=== Work item ===
Look through the entries for the string "below", and copy each line that holds it.

=== Source material ===
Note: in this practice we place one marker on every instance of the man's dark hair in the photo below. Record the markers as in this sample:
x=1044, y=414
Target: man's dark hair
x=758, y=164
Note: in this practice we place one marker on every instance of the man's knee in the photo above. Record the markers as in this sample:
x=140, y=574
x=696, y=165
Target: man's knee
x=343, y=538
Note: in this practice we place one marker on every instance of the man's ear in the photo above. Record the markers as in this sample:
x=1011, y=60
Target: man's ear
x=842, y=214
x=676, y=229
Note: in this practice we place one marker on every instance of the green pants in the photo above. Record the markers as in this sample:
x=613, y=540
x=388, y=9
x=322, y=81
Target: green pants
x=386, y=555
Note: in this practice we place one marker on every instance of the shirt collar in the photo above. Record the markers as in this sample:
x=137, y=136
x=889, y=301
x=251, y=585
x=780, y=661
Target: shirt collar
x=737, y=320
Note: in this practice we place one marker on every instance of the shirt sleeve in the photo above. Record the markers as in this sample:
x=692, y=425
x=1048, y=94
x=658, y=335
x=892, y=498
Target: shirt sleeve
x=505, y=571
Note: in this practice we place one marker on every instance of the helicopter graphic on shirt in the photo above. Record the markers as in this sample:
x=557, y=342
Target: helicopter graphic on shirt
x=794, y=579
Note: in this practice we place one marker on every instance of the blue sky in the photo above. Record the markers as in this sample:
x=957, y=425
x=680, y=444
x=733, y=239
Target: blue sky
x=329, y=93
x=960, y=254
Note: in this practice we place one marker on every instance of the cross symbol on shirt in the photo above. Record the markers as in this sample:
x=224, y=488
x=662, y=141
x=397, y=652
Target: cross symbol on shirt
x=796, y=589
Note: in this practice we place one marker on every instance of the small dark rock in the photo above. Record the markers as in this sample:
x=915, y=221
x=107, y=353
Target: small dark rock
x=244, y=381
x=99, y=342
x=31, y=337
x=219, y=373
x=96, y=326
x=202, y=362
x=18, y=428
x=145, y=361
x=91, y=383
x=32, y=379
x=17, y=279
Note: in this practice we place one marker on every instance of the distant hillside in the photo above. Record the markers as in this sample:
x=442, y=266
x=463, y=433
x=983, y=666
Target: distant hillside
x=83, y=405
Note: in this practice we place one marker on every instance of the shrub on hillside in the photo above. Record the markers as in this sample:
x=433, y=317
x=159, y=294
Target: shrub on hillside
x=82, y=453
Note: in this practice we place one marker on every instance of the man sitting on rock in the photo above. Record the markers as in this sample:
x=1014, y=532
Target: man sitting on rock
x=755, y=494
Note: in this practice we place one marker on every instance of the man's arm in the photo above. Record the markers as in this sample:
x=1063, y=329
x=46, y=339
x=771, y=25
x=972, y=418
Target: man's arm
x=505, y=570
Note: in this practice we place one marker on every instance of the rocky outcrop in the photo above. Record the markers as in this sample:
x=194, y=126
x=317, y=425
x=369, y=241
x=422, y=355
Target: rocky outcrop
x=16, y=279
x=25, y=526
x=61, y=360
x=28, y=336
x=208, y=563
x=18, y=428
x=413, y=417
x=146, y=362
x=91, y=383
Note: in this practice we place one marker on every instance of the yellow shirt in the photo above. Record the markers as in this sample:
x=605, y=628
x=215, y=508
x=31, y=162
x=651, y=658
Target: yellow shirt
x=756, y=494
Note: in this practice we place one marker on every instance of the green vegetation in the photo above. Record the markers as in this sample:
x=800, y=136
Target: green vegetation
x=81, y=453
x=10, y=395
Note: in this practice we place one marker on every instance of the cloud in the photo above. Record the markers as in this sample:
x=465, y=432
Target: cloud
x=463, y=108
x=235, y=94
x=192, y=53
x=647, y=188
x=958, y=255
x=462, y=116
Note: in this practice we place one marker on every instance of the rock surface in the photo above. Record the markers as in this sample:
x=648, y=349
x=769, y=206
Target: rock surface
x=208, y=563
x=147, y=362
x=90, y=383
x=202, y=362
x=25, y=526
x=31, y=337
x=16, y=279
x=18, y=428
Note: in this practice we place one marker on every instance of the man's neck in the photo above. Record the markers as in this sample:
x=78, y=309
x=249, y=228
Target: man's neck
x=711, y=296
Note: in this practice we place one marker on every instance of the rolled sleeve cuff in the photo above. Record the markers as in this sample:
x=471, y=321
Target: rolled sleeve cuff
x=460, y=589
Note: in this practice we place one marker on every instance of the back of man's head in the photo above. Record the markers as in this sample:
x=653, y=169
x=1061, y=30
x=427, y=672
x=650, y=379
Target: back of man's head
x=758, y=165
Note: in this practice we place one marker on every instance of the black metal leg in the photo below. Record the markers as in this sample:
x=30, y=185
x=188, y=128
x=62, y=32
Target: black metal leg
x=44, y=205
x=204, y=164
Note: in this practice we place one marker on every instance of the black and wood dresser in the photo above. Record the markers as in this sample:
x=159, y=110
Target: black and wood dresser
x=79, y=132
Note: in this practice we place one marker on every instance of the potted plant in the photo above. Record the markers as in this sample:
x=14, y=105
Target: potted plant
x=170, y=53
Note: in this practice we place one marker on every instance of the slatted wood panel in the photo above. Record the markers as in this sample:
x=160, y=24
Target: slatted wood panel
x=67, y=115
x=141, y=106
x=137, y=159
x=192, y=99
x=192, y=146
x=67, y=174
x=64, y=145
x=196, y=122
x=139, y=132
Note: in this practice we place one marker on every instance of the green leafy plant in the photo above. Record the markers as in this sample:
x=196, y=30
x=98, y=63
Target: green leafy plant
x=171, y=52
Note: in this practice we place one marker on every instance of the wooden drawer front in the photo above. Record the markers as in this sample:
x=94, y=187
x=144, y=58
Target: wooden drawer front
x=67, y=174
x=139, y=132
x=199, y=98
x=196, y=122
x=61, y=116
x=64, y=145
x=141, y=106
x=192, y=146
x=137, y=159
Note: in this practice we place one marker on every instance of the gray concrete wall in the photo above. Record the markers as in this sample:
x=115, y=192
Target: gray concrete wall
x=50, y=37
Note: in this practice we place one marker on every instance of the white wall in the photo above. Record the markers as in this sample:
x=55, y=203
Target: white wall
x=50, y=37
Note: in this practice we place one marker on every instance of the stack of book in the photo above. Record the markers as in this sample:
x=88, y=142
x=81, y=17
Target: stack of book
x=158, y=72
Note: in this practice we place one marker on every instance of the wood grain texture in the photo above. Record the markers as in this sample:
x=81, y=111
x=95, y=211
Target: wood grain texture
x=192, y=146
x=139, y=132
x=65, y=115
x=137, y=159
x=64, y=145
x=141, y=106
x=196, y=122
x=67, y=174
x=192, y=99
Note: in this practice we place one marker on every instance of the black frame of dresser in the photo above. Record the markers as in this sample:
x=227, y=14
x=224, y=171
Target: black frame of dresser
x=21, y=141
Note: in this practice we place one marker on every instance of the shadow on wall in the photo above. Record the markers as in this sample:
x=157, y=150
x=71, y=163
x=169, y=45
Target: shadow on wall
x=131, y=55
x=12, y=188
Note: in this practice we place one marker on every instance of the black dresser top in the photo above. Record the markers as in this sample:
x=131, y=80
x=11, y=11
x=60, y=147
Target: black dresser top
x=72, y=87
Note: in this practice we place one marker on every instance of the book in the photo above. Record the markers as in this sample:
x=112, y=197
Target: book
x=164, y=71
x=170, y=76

=== Your solution ===
Note: in this practice we place one marker on every instance of the man's dark hair in the photo below. Record the markers as in this sample:
Note: in this practice we place one marker on every instance of the black metal leg in the photo below. Record the markers as in this sample:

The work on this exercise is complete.